• **YOUR GOAL**:
Could you rename "Target" to "Label" throughout every one of the items below, keeping everything else unchanged and leaving the pictures out of your answer?

• **ITEMS**:
━━━━━━━━━━━━━━━━━━━━
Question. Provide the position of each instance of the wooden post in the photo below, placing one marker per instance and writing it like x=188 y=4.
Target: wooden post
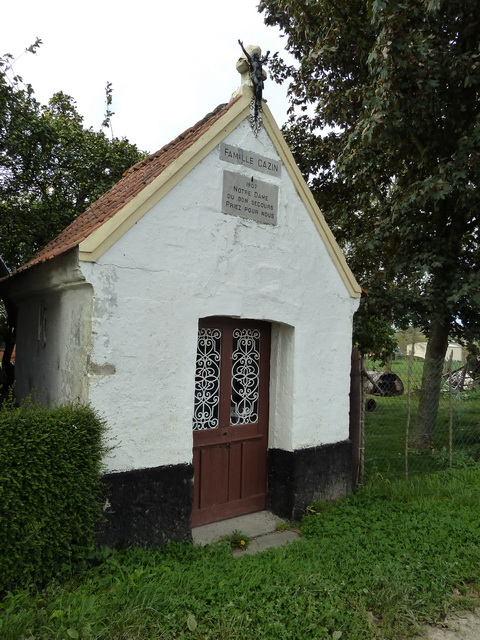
x=356 y=417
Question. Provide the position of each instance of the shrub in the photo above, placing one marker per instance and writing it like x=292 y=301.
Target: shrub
x=50 y=491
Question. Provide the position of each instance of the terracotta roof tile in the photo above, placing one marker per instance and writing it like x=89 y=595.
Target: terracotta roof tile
x=130 y=185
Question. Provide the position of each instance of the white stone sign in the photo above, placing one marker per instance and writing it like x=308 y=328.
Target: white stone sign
x=249 y=198
x=235 y=155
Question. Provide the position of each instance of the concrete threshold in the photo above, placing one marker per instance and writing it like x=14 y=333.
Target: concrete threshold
x=260 y=527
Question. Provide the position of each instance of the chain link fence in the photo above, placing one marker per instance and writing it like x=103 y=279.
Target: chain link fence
x=396 y=441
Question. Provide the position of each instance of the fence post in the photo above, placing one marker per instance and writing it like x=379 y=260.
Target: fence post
x=450 y=410
x=409 y=407
x=356 y=417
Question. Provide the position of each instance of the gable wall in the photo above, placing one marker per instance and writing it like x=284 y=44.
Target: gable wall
x=185 y=260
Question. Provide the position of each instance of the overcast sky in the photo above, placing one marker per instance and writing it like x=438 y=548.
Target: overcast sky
x=170 y=62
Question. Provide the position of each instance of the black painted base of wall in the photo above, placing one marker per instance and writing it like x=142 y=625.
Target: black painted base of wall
x=296 y=479
x=148 y=507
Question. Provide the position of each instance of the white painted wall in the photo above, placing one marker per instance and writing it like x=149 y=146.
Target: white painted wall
x=53 y=333
x=185 y=260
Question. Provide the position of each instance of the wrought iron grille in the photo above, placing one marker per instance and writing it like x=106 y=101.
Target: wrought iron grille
x=207 y=379
x=245 y=376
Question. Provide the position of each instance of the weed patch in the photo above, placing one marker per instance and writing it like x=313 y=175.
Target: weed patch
x=372 y=566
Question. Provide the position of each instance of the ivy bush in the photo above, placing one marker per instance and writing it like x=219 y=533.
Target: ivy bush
x=50 y=490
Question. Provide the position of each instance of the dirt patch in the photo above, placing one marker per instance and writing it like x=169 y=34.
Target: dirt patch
x=458 y=626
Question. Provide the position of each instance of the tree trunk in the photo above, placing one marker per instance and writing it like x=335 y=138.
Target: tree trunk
x=431 y=385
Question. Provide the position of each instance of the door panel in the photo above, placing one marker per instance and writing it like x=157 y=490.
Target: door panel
x=230 y=424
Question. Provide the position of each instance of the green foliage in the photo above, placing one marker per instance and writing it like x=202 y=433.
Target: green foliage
x=51 y=167
x=50 y=493
x=385 y=428
x=373 y=566
x=394 y=89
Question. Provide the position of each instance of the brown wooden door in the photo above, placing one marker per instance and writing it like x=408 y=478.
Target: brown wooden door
x=230 y=424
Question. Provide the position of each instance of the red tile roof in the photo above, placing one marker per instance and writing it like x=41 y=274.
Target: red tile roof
x=130 y=185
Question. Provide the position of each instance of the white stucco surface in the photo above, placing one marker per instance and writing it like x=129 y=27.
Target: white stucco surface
x=53 y=333
x=185 y=260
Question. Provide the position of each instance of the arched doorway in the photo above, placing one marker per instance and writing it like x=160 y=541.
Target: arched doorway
x=230 y=423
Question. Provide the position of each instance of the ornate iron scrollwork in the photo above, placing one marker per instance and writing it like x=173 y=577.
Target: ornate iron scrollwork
x=245 y=376
x=207 y=379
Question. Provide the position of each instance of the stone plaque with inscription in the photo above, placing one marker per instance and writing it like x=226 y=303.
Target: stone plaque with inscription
x=255 y=161
x=249 y=198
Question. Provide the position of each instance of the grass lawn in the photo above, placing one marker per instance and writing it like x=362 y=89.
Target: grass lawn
x=371 y=566
x=386 y=430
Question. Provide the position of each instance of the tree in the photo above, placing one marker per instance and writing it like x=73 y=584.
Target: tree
x=51 y=166
x=385 y=123
x=51 y=169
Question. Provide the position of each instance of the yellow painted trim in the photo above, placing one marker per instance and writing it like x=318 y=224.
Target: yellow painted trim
x=308 y=200
x=93 y=247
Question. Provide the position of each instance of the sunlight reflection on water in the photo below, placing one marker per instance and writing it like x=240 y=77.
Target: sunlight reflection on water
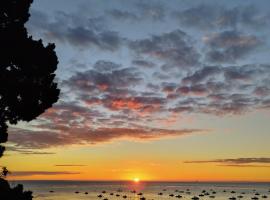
x=65 y=190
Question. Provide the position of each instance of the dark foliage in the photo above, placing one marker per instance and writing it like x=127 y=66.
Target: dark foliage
x=26 y=69
x=16 y=193
x=27 y=86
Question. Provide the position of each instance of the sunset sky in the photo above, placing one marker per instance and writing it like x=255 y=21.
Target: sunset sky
x=157 y=90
━━━━━━━━━━━━━━━━━━━━
• **FINISHED TASK**:
Question. Provide the position of each instance of the wooden post in the photo below, placing one marker per instance and writing it like x=188 y=4.
Label: wooden post
x=356 y=417
Question. Provide the position of each instance of the shrub in the photo above, placing one marker per instance and writing it like x=292 y=301.
Label: shrub
x=50 y=491
Question. Provide the position of each instance of the terracotta roof tile in the photo above, placing one marker per instance and writing it like x=89 y=595.
Label: terracotta roof tile
x=130 y=185
Question. Provide the position of each instance of the white stone sign in the photo above, placing one marker per instance and writing it like x=308 y=328.
Label: white stone sign
x=249 y=198
x=235 y=155
Question. Provide the position of each instance of the concrete threshold in the photo above, placing one marker per instance and writing it like x=14 y=333.
Label: concrete threshold
x=260 y=527
Question. Provide the position of each instance of the chain link fence in the photo above, placing one marker per instance and writing it like x=103 y=279.
Label: chain link fence
x=396 y=441
Question. Provide the position of each instance of the fence post in the photo above, placing one marker per instance and writing it like x=379 y=260.
Label: fence post
x=450 y=410
x=409 y=407
x=356 y=417
Question. Provide the position of each instance of the gable wall in the photo above, placing one marker per instance and writing it like x=284 y=44.
Label: gable wall
x=185 y=260
Question. Provide the position of each instance of the overcast sky in the photo above, placing one marker per instance and writing it like x=438 y=548.
Label: overcast sky
x=170 y=62
Question. Provide the position of each instance of the black painted base of wall in the photo above, placing one marker per instance and writing it like x=142 y=625.
Label: black painted base of wall
x=296 y=479
x=148 y=507
Question. Provide the position of each instance of the white painted wall in the photo above, placing one marker per instance and writing it like x=149 y=146.
Label: white painted wall
x=53 y=333
x=185 y=260
Question. Provide the position of each instance of the wrought iron grille in the photo above, placing one marker per instance and writing it like x=106 y=101.
Label: wrought iron grille
x=207 y=379
x=245 y=376
Question. Provide the position of each instance of the weed patch in the photo above, placing one marker per instance and writing it like x=313 y=175.
Label: weed patch
x=372 y=566
Question. Provide the position of each instance of the ivy bush in the photo above, placing one marker per instance and writing it like x=219 y=533.
Label: ivy bush
x=50 y=490
Question. Provide the position of each instance of the dirt patch in the photo above, placing one marker per instance and writing it like x=169 y=34.
Label: dirt patch
x=458 y=626
Question. Provide the position of each instance of the tree trunk in the photo above, placing one marker per instance and writing it like x=335 y=138.
Label: tree trunk
x=431 y=385
Question. Provide the position of each instance of the door panel in the photo above, placing one marker per instance and writing it like x=157 y=490.
Label: door panel
x=230 y=424
Question. Provide the position of each instance of the green foliage in the photo above, placing one marker per instance and writing it like x=202 y=433.
Label: green foliage
x=51 y=167
x=50 y=493
x=385 y=428
x=373 y=566
x=394 y=89
Question. Provide the position of each instance of the brown wooden door in the photo above, placing one marker per instance and writing it like x=408 y=478.
Label: brown wooden door
x=230 y=424
Question. Provide the position of each instance of the red tile roof in the photo above, placing one marker per instance and writing it like x=41 y=274.
Label: red tile roof
x=130 y=185
Question. Provide the position of each instance of the white stucco surface in the photo above, placing one marker per instance and writing it like x=129 y=27.
Label: white stucco surface
x=53 y=333
x=185 y=260
Question. Provide the position of each instance of the arched doorway in the photo above, placing one marker per instance and writing it like x=160 y=541.
Label: arched doorway
x=230 y=423
Question. Provide the position of each instance of the ornate iron scrollwork in the photo above, placing one marker per instance and writing it like x=173 y=577.
Label: ornate iron scrollwork
x=245 y=376
x=207 y=379
Question. Provide the position of each instance of the stone plaque with inscription in the photo above, placing one marker per instance and writing it like x=226 y=303.
Label: stone plaque with inscription
x=255 y=161
x=249 y=198
Question. Provide the position of each instance of the grass lawn in the photo above, placing one marker per instance and writing it like x=362 y=89.
Label: grass lawn
x=371 y=566
x=386 y=430
Question. Provide the position of each instance of the tree in the photo above, placing one marker per instance and writing it like x=73 y=584.
Label: tree
x=51 y=166
x=385 y=123
x=51 y=169
Question. Provide the position of each instance of the yellow painted trim in the photo above, placing one marker per instance and writing it like x=318 y=224.
Label: yellow painted trim
x=308 y=200
x=93 y=247
Question. Provide the position of each instance of the sunlight reflection on water in the photo below, placing one marker per instance and writing it like x=240 y=77.
Label: sunlight reflection on water
x=65 y=190
Question. Provide the position of each instance of the dark foliage in the photo above, placing one marker per instance and writing it like x=127 y=66.
Label: dark foliage
x=26 y=69
x=16 y=193
x=27 y=86
Question. Provide the position of each instance of the sunset sky in the photo above, placing one marker per instance and writing it like x=255 y=21.
Label: sunset sky
x=157 y=90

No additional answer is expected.